§ **What you are asked to do**
Transcribe all the records exactly and omit any images they hold.

-*-

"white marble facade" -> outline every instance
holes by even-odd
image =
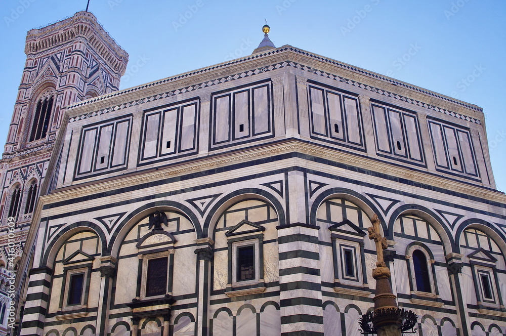
[[[358,335],[374,214],[417,332],[506,333],[479,107],[292,47],[218,69],[67,109],[20,334]]]

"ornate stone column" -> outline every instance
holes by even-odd
[[[131,317],[132,320],[132,336],[138,336],[139,334],[139,322],[141,321],[140,317]]]
[[[455,298],[455,308],[458,317],[459,330],[461,336],[471,336],[471,325],[468,321],[469,312],[468,305],[464,302],[461,290],[462,289],[462,257],[463,255],[450,253],[445,257],[447,263],[448,275],[450,278],[450,286]]]
[[[365,136],[365,148],[367,155],[375,157],[376,139],[374,138],[374,125],[371,111],[371,97],[365,95],[358,96],[362,110],[362,118],[364,122],[364,134]]]
[[[272,78],[273,95],[274,97],[274,134],[276,136],[282,136],[285,134],[283,81],[283,77]]]
[[[210,131],[209,118],[211,111],[211,95],[206,93],[200,95],[200,114],[199,128],[198,155],[206,155],[209,151],[209,132]]]
[[[297,82],[297,110],[296,117],[299,118],[299,132],[301,136],[309,137],[309,110],[308,106],[308,78],[296,76]],[[296,123],[297,119],[294,120]],[[297,123],[296,123],[297,125]]]
[[[429,130],[429,124],[427,123],[427,115],[421,112],[416,113],[418,117],[418,122],[420,124],[420,136],[421,137],[421,143],[425,154],[425,162],[427,165],[427,169],[433,173],[436,172],[436,155],[432,148],[432,141],[431,132]]]
[[[53,270],[46,267],[32,268],[28,274],[30,280],[22,321],[18,327],[19,334],[41,335],[49,300],[45,293],[49,292]]]
[[[359,321],[364,333],[377,333],[378,336],[401,336],[403,331],[412,329],[416,324],[417,317],[412,311],[399,309],[390,287],[390,270],[387,267],[383,257],[383,250],[388,245],[387,238],[382,237],[381,223],[375,214],[371,219],[369,238],[376,243],[377,262],[372,270],[372,277],[376,280],[376,296],[374,310],[362,315]],[[372,324],[372,325],[371,325]]]
[[[165,314],[163,315],[163,336],[168,336],[168,329],[170,327],[171,314]]]
[[[211,292],[211,265],[214,257],[213,245],[215,242],[210,238],[195,239],[198,269],[198,292],[197,294],[197,321],[198,336],[209,334],[209,297]]]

-*-

§ **Solved exercise**
"white marble facade" -> outline every instance
holes by even-odd
image =
[[[358,335],[374,214],[417,332],[506,333],[479,107],[292,47],[218,69],[67,109],[20,334]]]

"ornate stone column" -> outline every instance
holes by even-odd
[[[131,317],[132,320],[132,336],[138,336],[139,334],[139,322],[141,321],[140,317]]]
[[[455,298],[455,308],[458,317],[459,330],[461,336],[471,336],[471,325],[468,321],[469,312],[468,305],[464,302],[461,290],[462,289],[462,257],[463,255],[450,253],[445,257],[447,263],[448,275],[450,278],[450,286]]]
[[[365,136],[365,148],[367,155],[375,157],[376,139],[374,138],[374,125],[371,111],[371,97],[365,95],[358,96],[362,110],[362,118],[364,122],[364,134]]]
[[[272,78],[273,95],[274,97],[274,134],[276,136],[282,136],[285,134],[283,81],[283,77]]]
[[[210,131],[209,118],[211,111],[211,95],[206,93],[200,95],[200,114],[199,128],[198,155],[206,155],[209,151],[209,132]]]
[[[297,82],[297,110],[296,117],[299,118],[299,132],[301,136],[309,137],[309,110],[308,106],[308,78],[296,76]],[[296,123],[297,119],[294,120]],[[297,123],[296,123],[297,125]]]
[[[429,130],[429,124],[427,123],[427,115],[421,112],[416,113],[418,117],[418,122],[420,124],[420,136],[421,137],[421,143],[425,154],[425,162],[427,165],[427,169],[433,173],[436,172],[436,155],[432,148],[432,141],[431,132]]]
[[[53,270],[46,267],[32,268],[28,274],[30,280],[22,321],[18,327],[19,334],[41,335],[49,300],[45,293],[49,292]]]
[[[359,321],[364,333],[377,333],[378,336],[401,336],[403,331],[412,329],[416,324],[417,317],[412,311],[399,309],[390,287],[390,270],[387,267],[383,257],[383,250],[388,245],[387,238],[382,237],[381,223],[375,214],[371,219],[369,238],[376,243],[377,262],[372,270],[372,277],[376,280],[376,296],[374,310],[362,315]],[[372,324],[372,325],[371,325]]]
[[[165,314],[163,315],[163,336],[168,336],[168,329],[170,327],[171,314]]]
[[[211,292],[211,265],[214,257],[213,245],[215,242],[210,238],[195,239],[198,269],[198,292],[197,294],[197,321],[198,336],[209,334],[209,297]]]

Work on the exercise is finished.